DO THIS - Lay out every line of the rows below as a numbered list, skipping any blank lines. Leave the pictures out of your answer.

DATA ENTRIES -
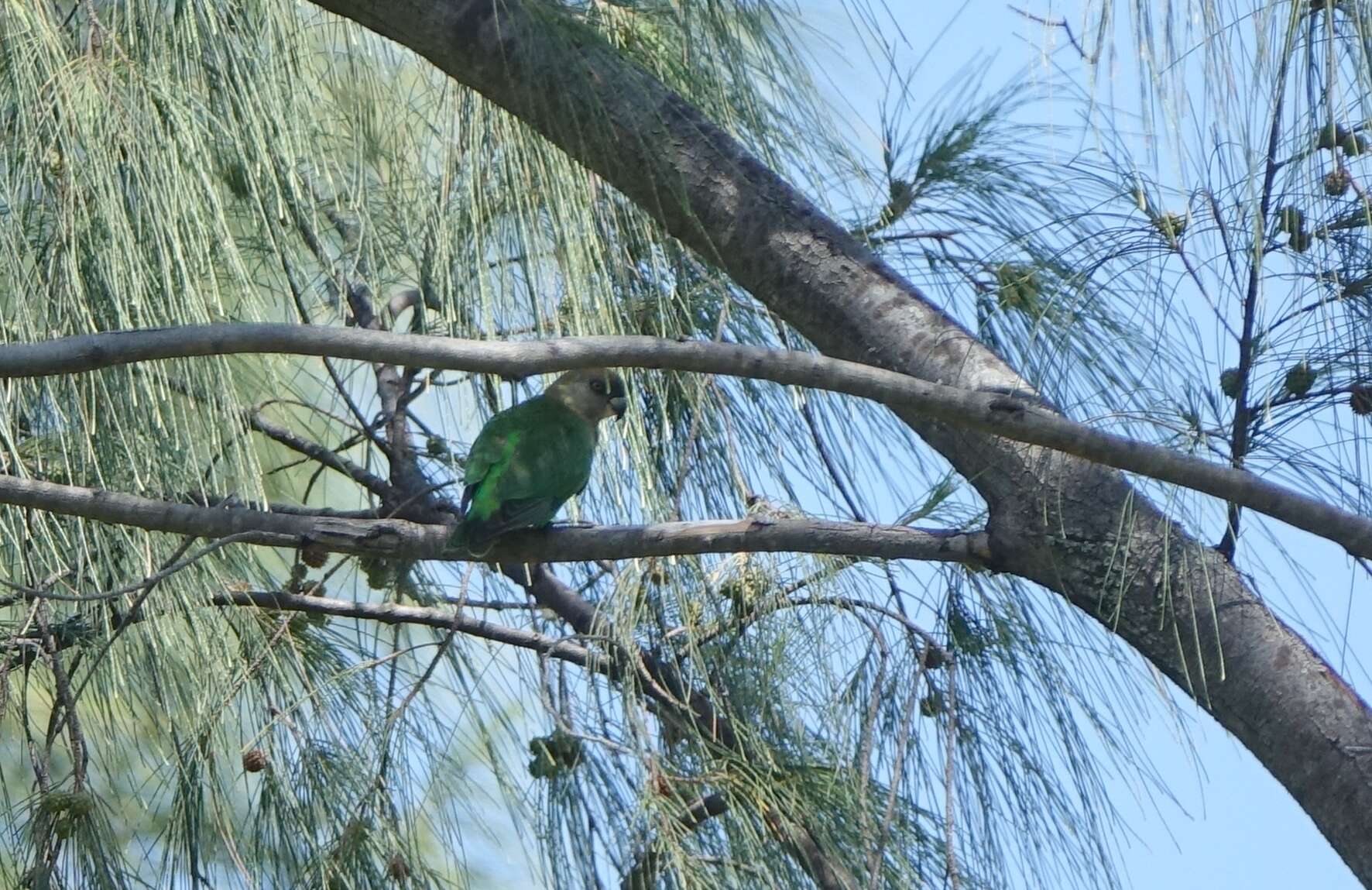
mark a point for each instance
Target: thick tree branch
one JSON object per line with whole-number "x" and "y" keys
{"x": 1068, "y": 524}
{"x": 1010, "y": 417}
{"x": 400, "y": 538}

SOLUTION BELOW -
1. mark a point for each instance
2. Target: thick tree branch
3. one JSON object per line with whole-number "x" and "y" keys
4. {"x": 1068, "y": 524}
5. {"x": 1010, "y": 417}
6. {"x": 400, "y": 538}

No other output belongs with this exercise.